EUR also printed an “inside day” with prices getting above 1.07. There seems scope for the single currency to improve after the mildly more dovish FOMC. Fears of a drop to 1.05 and parity have eased for now.

GBP underperformed though traded in a relatively narrow range. The OECD warned that the UK economy would be the weakest in the G7 next year due to interest rates and the fiscal environment. The upside is currently capped by the 200-day SMA at 1.2552.

USD/JPY dropped sharply again. Softer USD plus it seems like an aggressive MoF squeezing JPY shorts is in play. Wednesday’s late session low at 152.99 is an obvious downside target. Then the October 2023 and 2022 highs just below 153. Reuters reported that authorities did intervene immediately after the Fed. Two days has seen a roughly 500 pip move, from 158 to 153.

AUD moved above the 50-day and 200-day SMAs. Higher iron ore prices helped, but trade data disappointed. USD/CAD fell below 1.37. Better stocks are helping. Governor Macklem said the BoC were getting closer to cutting rates.  He also added that there is a limit to how far the US and Canada can diverge, but they are certainly not close to that limit.  

Stocks: US equities settled higher after a brief dip on hotter-than-expected unit labour costs. The broad-based benchmark S&P 500 finished 0.91% higher at 5064. The tech-dominated Nasdaq 100 added 1.29% to close at 17,541. The Dow Jones underperformed, up 0.85% to settle at 38,225. Tech led the way as a sector with health and materials the only ones in the red. Apple is up over 6% after hours. The tech giant announced that revenues fell 4%, weighed down by falling China sales, but narrowly beating analyst estimates. However, share buybacks totalling $110bn and an increase in the quarterly dividend by 4% soothed investors. The titan remains “very bullish about our opportunity in generative AI”. The stock price has fallen around 7% this year and lost its position as the world’s most valuable listed company to Microsoft.

Asian Stocks: APAC futures are mixed. Asian stocks traded mostly positive, but the upside was capped as investors mulled the FOMC meeting.  The ASX 200 was higher on gold miners, financials and tech. The Nikkei 225 was relatively unchanged with currency moves in focus.

Gold fell but rebounded off support at this week’s lows around $2281/85. The next level below is $2260, with the 50-day SMA at $2229. All eyes are on today’s Us employment report.

Day Ahead – NFP Day

The US is expected to have added 250k jobs in April. This is slowdown from the prior 303k; with the 3-month average now at 276k. The unemployment rate is seen unchanged at 3.8%. Average hourly earnings are expected to rise +0.3% m/m, matching the pace seen in March. Fading weather-related support and broader evidence of easing labour demand is driving expectations of the slowdown in headline payrolls growth.

# Task list:
1. In the market commentary, what caps GBP's upside?
2. Transcribe the market commentary from "Gold fell but" up to and including "Us employment report.".
3. Render this sentence from the market commentary in Spanish: "The unemployment rate is seen unchanged at 3.8%."
The records come from a different source than the market commentary.

# Data records:
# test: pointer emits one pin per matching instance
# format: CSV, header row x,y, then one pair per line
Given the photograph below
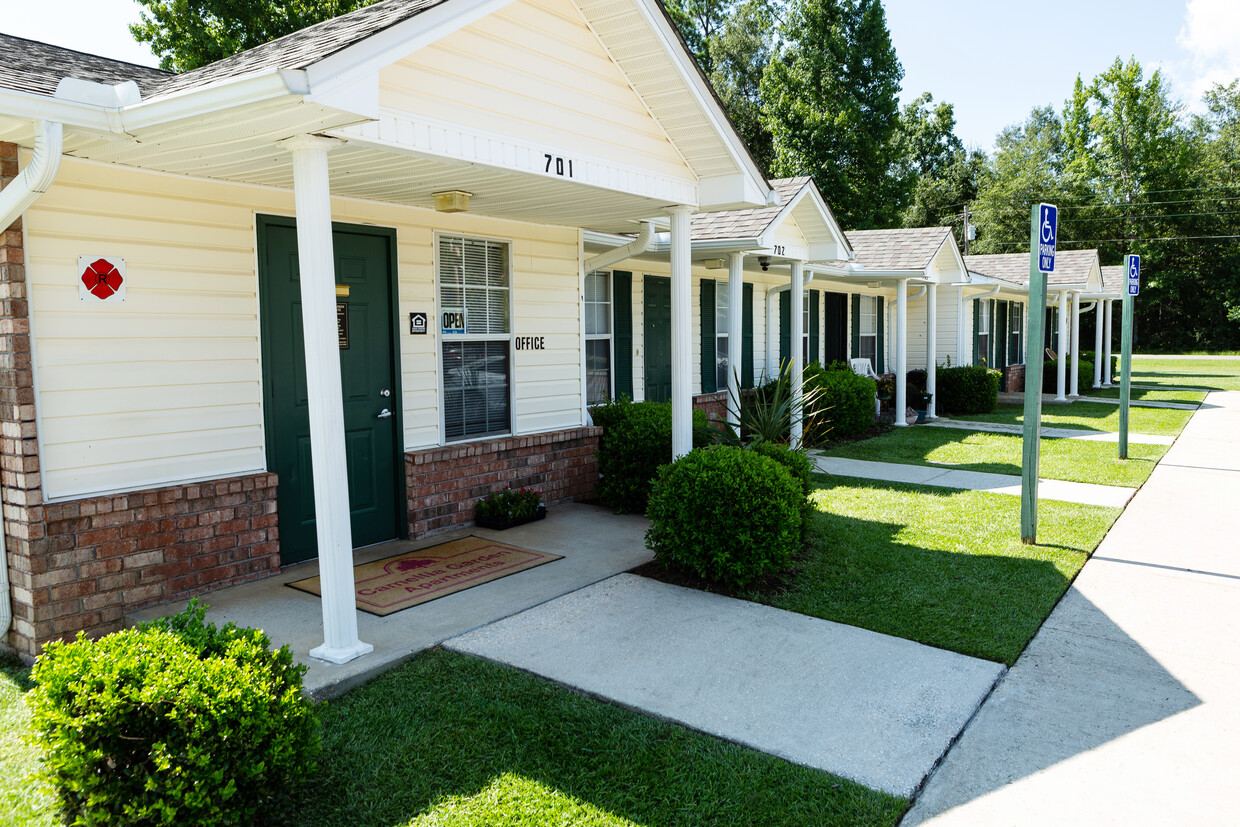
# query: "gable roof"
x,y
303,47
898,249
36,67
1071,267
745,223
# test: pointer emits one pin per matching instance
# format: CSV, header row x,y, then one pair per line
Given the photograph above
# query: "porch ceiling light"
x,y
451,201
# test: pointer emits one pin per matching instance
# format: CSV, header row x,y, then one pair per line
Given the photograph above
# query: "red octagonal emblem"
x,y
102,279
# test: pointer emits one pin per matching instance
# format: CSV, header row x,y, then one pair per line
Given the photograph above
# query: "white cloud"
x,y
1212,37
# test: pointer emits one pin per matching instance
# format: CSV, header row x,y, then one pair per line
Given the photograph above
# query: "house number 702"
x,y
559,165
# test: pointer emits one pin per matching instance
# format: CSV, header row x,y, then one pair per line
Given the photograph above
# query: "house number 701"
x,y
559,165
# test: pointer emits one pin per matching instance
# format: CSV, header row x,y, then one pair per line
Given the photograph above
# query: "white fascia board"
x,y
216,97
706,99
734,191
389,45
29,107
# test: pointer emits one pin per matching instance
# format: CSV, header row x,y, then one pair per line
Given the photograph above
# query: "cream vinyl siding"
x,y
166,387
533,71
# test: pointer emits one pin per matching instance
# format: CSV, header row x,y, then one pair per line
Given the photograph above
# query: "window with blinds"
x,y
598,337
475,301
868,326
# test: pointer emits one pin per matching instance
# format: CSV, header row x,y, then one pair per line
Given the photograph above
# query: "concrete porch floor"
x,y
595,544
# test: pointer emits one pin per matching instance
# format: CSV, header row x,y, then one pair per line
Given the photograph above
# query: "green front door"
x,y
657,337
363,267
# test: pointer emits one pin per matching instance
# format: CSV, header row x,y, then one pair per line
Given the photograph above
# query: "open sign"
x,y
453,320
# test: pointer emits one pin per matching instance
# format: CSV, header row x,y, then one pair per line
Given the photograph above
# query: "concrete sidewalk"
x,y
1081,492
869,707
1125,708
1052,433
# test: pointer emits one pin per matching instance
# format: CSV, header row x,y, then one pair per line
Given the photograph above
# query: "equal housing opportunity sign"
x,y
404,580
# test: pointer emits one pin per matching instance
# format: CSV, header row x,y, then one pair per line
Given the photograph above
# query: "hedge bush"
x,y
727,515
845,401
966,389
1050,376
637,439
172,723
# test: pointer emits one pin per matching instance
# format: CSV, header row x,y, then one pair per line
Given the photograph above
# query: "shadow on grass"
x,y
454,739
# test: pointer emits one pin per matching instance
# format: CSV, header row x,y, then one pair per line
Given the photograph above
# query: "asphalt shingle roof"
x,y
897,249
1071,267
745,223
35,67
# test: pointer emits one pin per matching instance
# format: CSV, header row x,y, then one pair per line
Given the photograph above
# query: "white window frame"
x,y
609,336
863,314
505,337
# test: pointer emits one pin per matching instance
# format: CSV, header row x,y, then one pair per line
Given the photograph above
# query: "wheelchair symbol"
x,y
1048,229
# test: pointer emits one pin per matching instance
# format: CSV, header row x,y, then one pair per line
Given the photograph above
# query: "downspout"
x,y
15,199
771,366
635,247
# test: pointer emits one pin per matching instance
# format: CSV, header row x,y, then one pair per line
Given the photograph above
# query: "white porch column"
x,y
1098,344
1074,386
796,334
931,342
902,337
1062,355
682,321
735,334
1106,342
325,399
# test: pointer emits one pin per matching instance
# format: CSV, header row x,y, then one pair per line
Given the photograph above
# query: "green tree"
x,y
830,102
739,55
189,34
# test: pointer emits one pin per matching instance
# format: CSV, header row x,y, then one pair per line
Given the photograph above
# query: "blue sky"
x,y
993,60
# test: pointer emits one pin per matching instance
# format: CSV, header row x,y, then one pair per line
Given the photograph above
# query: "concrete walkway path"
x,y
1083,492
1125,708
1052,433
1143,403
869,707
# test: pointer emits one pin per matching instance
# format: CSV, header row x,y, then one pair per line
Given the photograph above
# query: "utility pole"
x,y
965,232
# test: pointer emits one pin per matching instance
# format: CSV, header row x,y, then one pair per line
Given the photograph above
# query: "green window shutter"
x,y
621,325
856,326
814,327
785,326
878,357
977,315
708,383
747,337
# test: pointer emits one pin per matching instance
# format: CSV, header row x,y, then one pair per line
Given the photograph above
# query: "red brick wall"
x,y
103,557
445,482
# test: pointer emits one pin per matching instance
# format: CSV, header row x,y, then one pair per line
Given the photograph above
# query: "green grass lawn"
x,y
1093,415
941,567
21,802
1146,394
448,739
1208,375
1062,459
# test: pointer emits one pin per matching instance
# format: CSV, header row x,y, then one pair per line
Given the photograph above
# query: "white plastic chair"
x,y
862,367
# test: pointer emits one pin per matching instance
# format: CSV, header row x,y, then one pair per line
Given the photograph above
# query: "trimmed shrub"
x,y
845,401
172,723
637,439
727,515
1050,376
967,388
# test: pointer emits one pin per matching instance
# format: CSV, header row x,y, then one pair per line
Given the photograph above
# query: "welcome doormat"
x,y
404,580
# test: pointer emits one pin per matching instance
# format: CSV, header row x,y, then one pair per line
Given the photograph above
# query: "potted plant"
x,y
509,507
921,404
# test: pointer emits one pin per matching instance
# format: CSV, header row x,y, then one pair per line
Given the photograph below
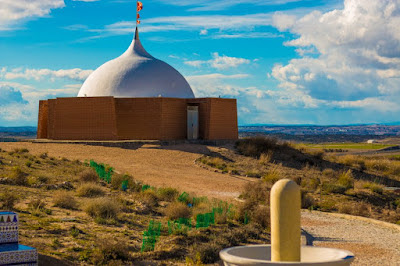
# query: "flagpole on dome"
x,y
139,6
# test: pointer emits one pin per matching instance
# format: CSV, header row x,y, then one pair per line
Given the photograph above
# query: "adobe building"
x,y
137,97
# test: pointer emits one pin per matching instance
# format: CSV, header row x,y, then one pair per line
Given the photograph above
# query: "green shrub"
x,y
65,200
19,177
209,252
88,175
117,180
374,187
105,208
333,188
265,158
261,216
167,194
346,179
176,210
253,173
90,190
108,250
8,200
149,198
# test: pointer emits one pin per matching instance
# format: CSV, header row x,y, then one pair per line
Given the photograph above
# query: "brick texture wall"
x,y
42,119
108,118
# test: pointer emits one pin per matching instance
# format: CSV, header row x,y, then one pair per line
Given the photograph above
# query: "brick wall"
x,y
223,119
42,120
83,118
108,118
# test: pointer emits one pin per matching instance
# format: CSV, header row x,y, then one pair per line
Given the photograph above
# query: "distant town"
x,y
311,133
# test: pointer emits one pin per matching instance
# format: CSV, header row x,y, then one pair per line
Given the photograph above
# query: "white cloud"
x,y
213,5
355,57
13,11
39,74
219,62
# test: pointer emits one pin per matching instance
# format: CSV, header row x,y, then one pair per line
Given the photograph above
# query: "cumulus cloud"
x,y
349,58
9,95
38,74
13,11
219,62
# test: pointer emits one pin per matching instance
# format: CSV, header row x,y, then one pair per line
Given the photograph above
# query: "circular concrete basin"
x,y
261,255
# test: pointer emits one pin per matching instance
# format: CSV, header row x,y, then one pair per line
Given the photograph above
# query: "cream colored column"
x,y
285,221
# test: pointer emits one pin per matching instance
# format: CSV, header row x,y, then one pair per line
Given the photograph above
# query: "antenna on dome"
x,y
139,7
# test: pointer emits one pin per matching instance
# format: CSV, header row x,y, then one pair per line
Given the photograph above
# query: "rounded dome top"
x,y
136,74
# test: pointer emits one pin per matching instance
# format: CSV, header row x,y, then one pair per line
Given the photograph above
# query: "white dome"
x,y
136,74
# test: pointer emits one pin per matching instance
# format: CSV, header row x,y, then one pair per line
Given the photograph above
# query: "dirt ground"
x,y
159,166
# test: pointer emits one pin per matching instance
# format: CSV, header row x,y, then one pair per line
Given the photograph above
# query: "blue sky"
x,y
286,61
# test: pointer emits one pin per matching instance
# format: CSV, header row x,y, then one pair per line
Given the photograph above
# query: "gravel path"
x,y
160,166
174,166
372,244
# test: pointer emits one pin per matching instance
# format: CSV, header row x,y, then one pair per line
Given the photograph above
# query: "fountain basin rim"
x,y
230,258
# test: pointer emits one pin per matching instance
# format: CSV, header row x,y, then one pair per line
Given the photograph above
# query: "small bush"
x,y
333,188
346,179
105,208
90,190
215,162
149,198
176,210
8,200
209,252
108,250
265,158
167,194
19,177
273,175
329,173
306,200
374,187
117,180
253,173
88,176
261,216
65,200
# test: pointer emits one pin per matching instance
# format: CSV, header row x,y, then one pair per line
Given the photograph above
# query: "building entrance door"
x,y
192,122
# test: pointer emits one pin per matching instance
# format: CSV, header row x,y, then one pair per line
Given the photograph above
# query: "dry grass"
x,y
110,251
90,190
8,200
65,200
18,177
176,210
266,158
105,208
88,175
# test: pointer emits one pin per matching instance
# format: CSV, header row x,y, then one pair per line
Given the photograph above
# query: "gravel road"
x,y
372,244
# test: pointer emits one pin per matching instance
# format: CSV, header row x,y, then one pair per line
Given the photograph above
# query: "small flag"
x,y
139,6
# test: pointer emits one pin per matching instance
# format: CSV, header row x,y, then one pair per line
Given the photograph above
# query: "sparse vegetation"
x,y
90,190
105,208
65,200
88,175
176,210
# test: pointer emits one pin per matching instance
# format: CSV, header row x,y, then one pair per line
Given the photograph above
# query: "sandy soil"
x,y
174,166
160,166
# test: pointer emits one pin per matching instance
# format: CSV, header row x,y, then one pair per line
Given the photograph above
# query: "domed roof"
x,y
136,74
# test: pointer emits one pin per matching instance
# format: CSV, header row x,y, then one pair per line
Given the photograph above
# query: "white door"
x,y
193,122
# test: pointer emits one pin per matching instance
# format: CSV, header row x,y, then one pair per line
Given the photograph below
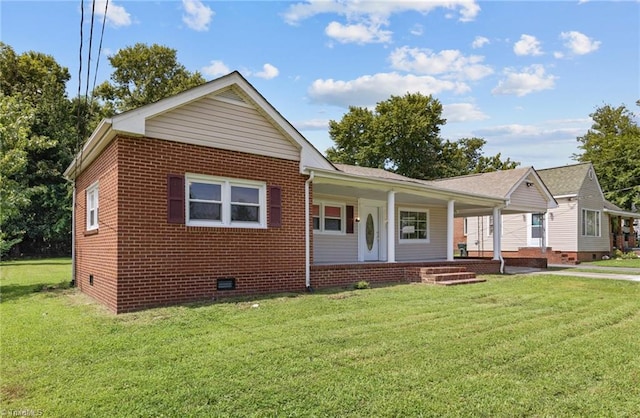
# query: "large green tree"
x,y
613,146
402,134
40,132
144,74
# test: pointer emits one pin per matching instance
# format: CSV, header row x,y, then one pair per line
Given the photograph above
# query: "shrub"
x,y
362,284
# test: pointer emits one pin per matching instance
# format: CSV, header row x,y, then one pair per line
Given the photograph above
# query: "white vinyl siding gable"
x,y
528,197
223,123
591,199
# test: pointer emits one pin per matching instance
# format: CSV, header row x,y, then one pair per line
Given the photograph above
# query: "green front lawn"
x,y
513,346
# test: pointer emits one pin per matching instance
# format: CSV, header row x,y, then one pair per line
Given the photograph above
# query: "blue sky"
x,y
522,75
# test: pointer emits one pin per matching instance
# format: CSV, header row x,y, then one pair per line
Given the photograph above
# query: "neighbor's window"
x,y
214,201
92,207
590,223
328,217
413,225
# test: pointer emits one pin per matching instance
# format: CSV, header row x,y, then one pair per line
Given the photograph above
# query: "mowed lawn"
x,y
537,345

# Results:
1. The 200-day SMA at 1.2552.

2.
Gold fell but rebounded off support at this week’s lows around $2281/85. The next level below is $2260, with the 50-day SMA at $2229. All eyes are on today’s Us employment report.

3. Se prevé que la tasa de desempleo se mantenga sin cambios en el 3,8 %.